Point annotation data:
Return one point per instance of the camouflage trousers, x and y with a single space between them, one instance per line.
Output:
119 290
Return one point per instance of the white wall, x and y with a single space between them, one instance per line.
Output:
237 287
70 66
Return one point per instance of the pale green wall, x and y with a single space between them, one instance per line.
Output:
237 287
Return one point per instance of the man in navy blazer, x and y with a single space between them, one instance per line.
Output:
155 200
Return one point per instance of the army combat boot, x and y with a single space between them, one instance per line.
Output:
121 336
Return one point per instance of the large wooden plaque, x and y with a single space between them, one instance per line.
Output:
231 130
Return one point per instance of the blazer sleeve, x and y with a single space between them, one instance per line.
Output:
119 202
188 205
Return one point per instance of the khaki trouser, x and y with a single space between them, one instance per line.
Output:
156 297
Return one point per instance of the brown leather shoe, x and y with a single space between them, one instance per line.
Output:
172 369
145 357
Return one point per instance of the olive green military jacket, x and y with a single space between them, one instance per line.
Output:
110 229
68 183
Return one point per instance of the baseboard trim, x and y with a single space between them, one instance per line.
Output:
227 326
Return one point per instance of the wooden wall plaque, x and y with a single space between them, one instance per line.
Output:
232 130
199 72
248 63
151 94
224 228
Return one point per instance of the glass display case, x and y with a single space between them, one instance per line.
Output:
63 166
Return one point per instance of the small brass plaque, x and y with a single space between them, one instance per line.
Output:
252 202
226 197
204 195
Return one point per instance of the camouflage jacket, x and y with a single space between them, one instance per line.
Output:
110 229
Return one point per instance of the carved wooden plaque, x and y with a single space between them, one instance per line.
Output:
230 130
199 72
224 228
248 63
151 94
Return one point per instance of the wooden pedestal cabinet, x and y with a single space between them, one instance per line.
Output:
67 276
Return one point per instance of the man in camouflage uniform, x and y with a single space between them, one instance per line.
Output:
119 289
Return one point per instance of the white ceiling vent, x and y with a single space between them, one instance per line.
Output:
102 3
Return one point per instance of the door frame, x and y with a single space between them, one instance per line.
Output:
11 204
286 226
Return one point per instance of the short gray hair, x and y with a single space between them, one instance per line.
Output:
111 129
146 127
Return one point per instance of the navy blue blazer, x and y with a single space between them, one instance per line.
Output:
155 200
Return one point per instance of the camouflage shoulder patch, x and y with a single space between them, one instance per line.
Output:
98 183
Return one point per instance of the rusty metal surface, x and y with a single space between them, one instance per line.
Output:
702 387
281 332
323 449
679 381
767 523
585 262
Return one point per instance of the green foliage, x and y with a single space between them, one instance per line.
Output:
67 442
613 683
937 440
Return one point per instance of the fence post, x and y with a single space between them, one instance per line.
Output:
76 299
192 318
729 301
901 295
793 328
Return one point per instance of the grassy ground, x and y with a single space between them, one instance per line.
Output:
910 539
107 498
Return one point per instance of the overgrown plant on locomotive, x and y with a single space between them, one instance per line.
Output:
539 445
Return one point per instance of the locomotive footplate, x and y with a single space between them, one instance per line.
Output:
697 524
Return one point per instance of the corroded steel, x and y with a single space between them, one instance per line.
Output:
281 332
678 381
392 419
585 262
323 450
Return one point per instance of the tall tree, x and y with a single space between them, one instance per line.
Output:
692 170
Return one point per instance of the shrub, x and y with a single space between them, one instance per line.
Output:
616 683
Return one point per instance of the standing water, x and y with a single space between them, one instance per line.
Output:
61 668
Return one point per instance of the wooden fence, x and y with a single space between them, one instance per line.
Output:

Stated goal: Transcribe these items line for line, with no changes.

Exercise response:
Return one point per instance of the camouflage trousers, x and y with a single space between them, one instance per line.
Output:
119 290
Return one point per instance of the white wall, x and y with a single space between them, one instance per line.
Output:
237 287
70 66
Return one point per instance of the pale green wall, x and y with a single space between them, one instance per line.
Output:
237 287
Return one point per instance of the man in navy blazer, x and y with a single space between them, one instance per line.
Output:
155 200
Return one point per instance of the army combat boot, x and y with a single space between them, one instance per line.
Output:
121 336
Return one point per instance of the large wooden plaque, x and y with a single space between them, one instance per line.
Output:
231 130
Return one point per instance of the blazer sleeve, x and y with a single space between them, one instance per line.
Output:
119 202
188 205
Return one point per instance of the khaki trouser, x and y with a single space between them, one instance per line.
Output:
156 297
Return one point per instance of the brown leather shoe, x and y with a single space between them, one instance per line.
Output:
172 369
145 357
Return one point per instance of the olive green military jacket, x and y with a single space between them, one instance per line.
Output:
110 229
68 183
Return one point per instance of the baseboard trim, x and y with a single space between them, one instance per line.
Output:
227 326
Return one point per instance of the wooden wall plaque, x and y with a single space between them, one instance per line.
Output:
232 130
199 72
248 63
151 94
224 228
Return one point per instance of the glass display case, x and y with a single space between them, one instance per line.
Output:
63 166
Return one point per instance of the small brass plaque, x and y with a single space between them, one instance per line.
Output:
252 202
226 197
204 195
Return one point per instance of the camouflage jacket, x and y with a single space between them, one instance per line.
Output:
110 229
Return one point per instance of the carved wooden plaque, x and y with a single space between them, one instance per line.
Output:
230 130
199 72
224 228
248 63
151 94
Return one point per instance of the wooden pedestal cabinet, x and y with a single space between them, one instance per line.
Output:
67 276
Return one point per instance of the man in camouflage uniform, x and y with a single space between them, one instance per line.
Output:
119 289
Return one point per instance of the white ceiling vent, x and y with a single space between them, one instance per line.
Output:
102 3
Return one point per instance of the door frame, x and y with a single space between them, one instance per line.
Output:
11 204
286 226
Return one point per instance of the short gray hair, x and y with a single space between them, one instance per line.
Output:
111 129
146 127
Return one point per instance of the navy blue blazer, x and y with a single space between them, one instance per line.
Output:
155 200
Return one point per instance of the camouflage shoulder patch, x and y with a single space between them, one instance per line.
Output:
98 183
Return one point per instance of the rusty metal surface, x and y with a single space between them, one instance per line.
Output:
702 387
281 332
323 449
679 381
767 523
585 262
Return one point per instance of the green foliage, x and y with a single space between them, one instance per line.
Output:
67 442
613 683
937 440
Return one point per instance of the fence post, x and y with a single space between them, one instance per line.
Output:
76 299
192 318
729 301
901 295
793 328
Return one point per instance of the grassy ground, x and y with a single space between them, one instance per line.
Output:
910 539
107 498
Return one point per instance of the overgrown plant on locomotive, x and y with a single space between them, one instance per line.
Output:
539 445
Return one point per instance of the locomotive footplate, x and y with a single space between them, one instance per line.
Output:
697 524
Return one point per instance of the corroded steel, x and y with a single space between them, one instance per line.
Output:
281 332
678 381
392 419
585 262
323 450
Return one point per instance of the tall tree, x and y with a single space between them, one instance per line.
Output:
692 170
Return one point per instance of the shrub, x and y with a single space between them, one instance per line.
Output:
616 683
Return one point per instance of the standing water, x and y with a single space between them, one instance per line.
Output:
61 668
Return one point per instance of the wooden fence, x and y with a single space between them, one instance per line.
Output:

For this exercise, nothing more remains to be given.